Exercise instructions
Please answer from the essay below about the writer's mala beads: what do the beads remind the writer to do?

Source text
────────────────

This I believe | Teen Ink

This I believe

September 16, 2015
By Amarpoe BRONZE, Commerce City, Colorado
Amarpoe BRONZE, Commerce City, Colorado
1 article 0 photos 0 comments


I believe in patience and respect, this can be shown in my mala or “buddhist beads”.  My mala beads help remind me that in life there are always going to be close minded people and that I need to try to be patient with them and show them respect. I have been working towards this since elementary school when I started wearing my beads.
In elementary school when I was about nine or ten years old I was getting bullied, kids were telling me that I was an atheist and would go to hell if I didn't believe in god. My bracelet was being taken away from me and thrown about the room. I was upset for being different and bullied. My parents told me that not everyone is open minded. Some people could not see other perspectives, if they were not what they believed in. My parents suggested that I learn more about Buddhism so that I could understand more about the religion and I could decide if that was what I wanted to represent. In doing my research I found that Buddhism is to be patient and respectful to people. I decided that I wanted to be me and represent my way of life I showed the bullies kindness and respect when they were teasing me and taking my bracelet because I knew that, that bracelet represented my beliefs whether it was on my arm or in the air. My bracelet has shown me to be more accepting of others even if they are not accepting of me.

────────────────

Material provided
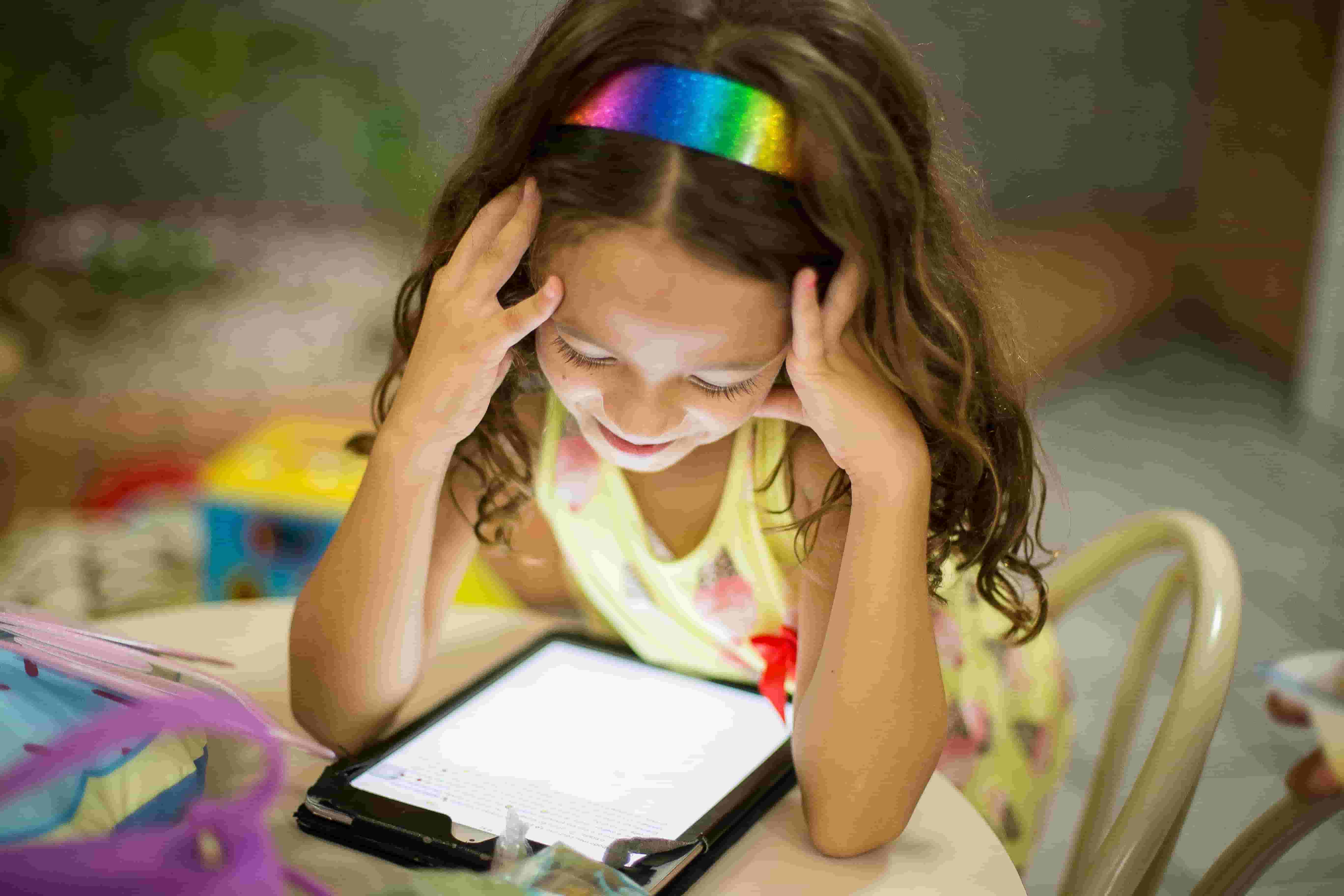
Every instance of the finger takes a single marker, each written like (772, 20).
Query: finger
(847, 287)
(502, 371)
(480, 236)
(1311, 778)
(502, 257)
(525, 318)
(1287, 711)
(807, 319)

────────────────

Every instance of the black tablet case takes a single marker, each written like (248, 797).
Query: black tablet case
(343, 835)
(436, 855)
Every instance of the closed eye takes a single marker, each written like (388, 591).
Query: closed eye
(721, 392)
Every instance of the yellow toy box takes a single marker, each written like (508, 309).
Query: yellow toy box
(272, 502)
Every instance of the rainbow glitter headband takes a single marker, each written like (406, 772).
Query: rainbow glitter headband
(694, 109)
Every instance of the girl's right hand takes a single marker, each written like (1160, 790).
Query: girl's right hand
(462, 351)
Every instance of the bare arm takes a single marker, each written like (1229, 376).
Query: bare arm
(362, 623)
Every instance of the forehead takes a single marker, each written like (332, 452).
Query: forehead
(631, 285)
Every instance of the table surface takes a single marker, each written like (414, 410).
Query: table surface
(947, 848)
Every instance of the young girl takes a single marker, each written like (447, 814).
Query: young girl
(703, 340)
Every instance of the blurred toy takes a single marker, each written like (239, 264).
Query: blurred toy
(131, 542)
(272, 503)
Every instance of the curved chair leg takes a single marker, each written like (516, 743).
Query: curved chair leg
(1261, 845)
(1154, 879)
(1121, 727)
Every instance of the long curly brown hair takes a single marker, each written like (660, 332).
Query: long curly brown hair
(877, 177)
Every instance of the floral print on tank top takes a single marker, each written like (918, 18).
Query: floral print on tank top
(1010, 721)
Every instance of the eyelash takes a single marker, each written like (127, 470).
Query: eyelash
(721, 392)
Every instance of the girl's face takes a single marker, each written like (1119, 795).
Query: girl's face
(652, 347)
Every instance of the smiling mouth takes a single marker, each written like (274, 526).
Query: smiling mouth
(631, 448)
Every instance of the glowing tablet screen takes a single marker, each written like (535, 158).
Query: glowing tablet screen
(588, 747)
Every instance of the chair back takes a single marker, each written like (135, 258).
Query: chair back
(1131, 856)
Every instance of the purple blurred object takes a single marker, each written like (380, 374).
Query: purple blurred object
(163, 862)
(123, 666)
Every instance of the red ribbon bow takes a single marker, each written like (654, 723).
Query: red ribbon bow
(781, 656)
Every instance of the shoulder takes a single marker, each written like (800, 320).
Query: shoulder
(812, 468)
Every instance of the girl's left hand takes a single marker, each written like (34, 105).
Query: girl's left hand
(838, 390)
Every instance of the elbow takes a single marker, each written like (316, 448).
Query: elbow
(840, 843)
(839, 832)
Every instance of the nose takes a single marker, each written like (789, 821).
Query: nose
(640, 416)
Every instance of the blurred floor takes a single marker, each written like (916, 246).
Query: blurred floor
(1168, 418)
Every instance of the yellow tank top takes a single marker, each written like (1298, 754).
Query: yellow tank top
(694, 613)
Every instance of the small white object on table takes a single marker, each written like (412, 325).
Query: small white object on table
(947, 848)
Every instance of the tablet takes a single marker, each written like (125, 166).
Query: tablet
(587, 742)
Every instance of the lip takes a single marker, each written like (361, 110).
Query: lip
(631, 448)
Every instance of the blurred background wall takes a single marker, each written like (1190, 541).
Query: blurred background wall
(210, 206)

────────────────

Output of the task
To be patient with close-minded people and show them respect.